■ WHAT IS REQUIRED
Return every item below line for line, with no changes at all.

A block of data:
=======

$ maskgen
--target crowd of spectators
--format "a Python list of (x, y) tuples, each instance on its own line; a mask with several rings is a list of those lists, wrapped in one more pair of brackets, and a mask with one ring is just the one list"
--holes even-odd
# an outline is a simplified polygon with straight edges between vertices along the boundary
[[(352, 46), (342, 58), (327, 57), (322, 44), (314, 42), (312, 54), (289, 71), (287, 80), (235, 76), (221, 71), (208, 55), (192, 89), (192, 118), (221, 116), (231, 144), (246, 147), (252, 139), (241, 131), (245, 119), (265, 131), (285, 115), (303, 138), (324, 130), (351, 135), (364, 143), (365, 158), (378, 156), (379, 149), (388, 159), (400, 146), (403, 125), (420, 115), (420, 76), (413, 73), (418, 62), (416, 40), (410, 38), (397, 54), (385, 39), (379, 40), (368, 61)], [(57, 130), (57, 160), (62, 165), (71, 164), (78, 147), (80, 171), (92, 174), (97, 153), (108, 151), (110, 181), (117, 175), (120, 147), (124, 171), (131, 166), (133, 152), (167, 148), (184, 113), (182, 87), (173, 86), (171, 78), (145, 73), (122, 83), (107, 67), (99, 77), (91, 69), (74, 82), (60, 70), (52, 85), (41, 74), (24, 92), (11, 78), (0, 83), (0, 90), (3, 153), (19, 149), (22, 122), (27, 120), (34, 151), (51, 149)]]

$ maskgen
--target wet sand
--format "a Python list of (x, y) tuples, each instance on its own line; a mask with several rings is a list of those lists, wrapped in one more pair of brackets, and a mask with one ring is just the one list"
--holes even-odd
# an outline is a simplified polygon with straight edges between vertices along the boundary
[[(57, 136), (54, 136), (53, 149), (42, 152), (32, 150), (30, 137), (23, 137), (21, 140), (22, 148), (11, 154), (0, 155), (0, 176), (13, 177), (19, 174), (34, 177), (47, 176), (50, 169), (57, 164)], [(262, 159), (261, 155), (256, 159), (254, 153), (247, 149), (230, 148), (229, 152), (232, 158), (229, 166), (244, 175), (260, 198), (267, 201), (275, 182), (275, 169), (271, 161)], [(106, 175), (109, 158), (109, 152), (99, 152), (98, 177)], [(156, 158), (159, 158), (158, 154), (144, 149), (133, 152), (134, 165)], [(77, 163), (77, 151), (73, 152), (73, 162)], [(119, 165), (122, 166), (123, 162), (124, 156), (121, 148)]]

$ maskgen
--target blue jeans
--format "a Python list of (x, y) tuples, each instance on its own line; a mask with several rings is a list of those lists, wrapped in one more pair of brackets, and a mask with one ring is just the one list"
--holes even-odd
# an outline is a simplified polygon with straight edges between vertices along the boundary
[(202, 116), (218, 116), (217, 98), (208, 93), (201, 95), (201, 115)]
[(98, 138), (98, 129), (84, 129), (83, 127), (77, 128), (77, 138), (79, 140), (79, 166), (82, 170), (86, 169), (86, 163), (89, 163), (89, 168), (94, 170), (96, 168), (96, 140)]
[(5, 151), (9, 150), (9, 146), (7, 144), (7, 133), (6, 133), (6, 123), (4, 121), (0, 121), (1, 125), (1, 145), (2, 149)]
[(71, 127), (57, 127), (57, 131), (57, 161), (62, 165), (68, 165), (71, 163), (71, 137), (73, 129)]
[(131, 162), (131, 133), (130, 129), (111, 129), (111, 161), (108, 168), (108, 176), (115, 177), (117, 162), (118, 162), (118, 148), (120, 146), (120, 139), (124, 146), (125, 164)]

=======

■ OUTPUT OF THE TASK
$ maskgen
--target crowd of spectators
--format "a Python list of (x, y) tuples, each instance on its own line; a mask with several rings is a list of those lists, wrapped in one more pair of brackets, and a mask with one ring is just the one list"
--holes even-odd
# an outline is a simplified polygon with straight edges between vertices along the boundary
[[(352, 46), (342, 58), (327, 57), (322, 44), (314, 42), (312, 54), (289, 71), (287, 80), (235, 76), (221, 71), (208, 55), (192, 89), (192, 118), (221, 116), (231, 144), (246, 147), (252, 139), (241, 131), (245, 119), (265, 131), (285, 115), (303, 138), (324, 130), (351, 135), (364, 143), (365, 158), (378, 156), (379, 149), (388, 159), (400, 146), (403, 125), (420, 115), (420, 76), (413, 73), (418, 62), (416, 40), (410, 38), (397, 54), (385, 39), (379, 40), (368, 61)], [(57, 130), (57, 160), (62, 165), (71, 164), (78, 147), (80, 171), (92, 174), (97, 153), (108, 151), (110, 181), (117, 175), (120, 147), (124, 171), (131, 166), (133, 152), (167, 148), (184, 113), (182, 87), (173, 86), (171, 78), (145, 73), (122, 83), (107, 67), (99, 77), (91, 69), (74, 82), (60, 70), (52, 85), (41, 74), (24, 92), (11, 78), (0, 83), (0, 90), (3, 153), (19, 149), (22, 122), (27, 120), (34, 151), (51, 149)]]

$ maskgen
--target wet sand
--format "a Python list of (x, y) tuples, each instance on its own line; a mask with several rings is a list of those lists, wrapped in one more pair of brackets, and a mask with one ring is just the one list"
--holes even-odd
# an outline is a simplified polygon with straight edges between vertices along the boundary
[[(57, 136), (54, 136), (53, 149), (42, 152), (32, 150), (30, 137), (23, 137), (21, 140), (22, 148), (11, 154), (0, 155), (0, 176), (13, 177), (19, 174), (34, 177), (47, 176), (50, 169), (57, 164)], [(262, 159), (261, 155), (256, 159), (254, 153), (247, 149), (230, 148), (229, 152), (232, 158), (229, 166), (244, 175), (260, 198), (267, 201), (275, 182), (275, 169), (271, 161)], [(106, 175), (109, 158), (109, 152), (99, 152), (98, 177)], [(156, 158), (159, 158), (158, 154), (144, 149), (133, 152), (134, 165)], [(77, 163), (77, 151), (73, 152), (73, 162)], [(119, 165), (122, 166), (123, 162), (124, 156), (121, 148)]]

$ maskgen
--target blue jeans
--format "a Python list of (x, y) tuples, each instance on its own line; a mask with several rings is a list of those lists, wrapped in one more pair of brackets, and a mask with one ring is just the one list"
--holes even-odd
# an outline is a simplified polygon with straight edges between vertices along the boundary
[(202, 116), (218, 116), (217, 98), (208, 93), (201, 95), (201, 115)]
[(98, 138), (98, 129), (84, 129), (83, 127), (77, 128), (77, 138), (79, 140), (79, 166), (82, 170), (86, 169), (86, 163), (89, 163), (89, 168), (94, 170), (96, 168), (96, 140)]
[(5, 151), (9, 150), (9, 146), (7, 144), (7, 133), (6, 133), (6, 123), (4, 121), (0, 121), (1, 125), (1, 145), (2, 149)]
[(71, 127), (57, 127), (57, 131), (57, 161), (62, 165), (68, 165), (71, 163), (71, 137), (73, 129)]
[(131, 162), (131, 133), (130, 129), (111, 129), (111, 161), (108, 168), (108, 176), (115, 177), (117, 162), (118, 162), (118, 148), (120, 146), (120, 139), (124, 146), (125, 164)]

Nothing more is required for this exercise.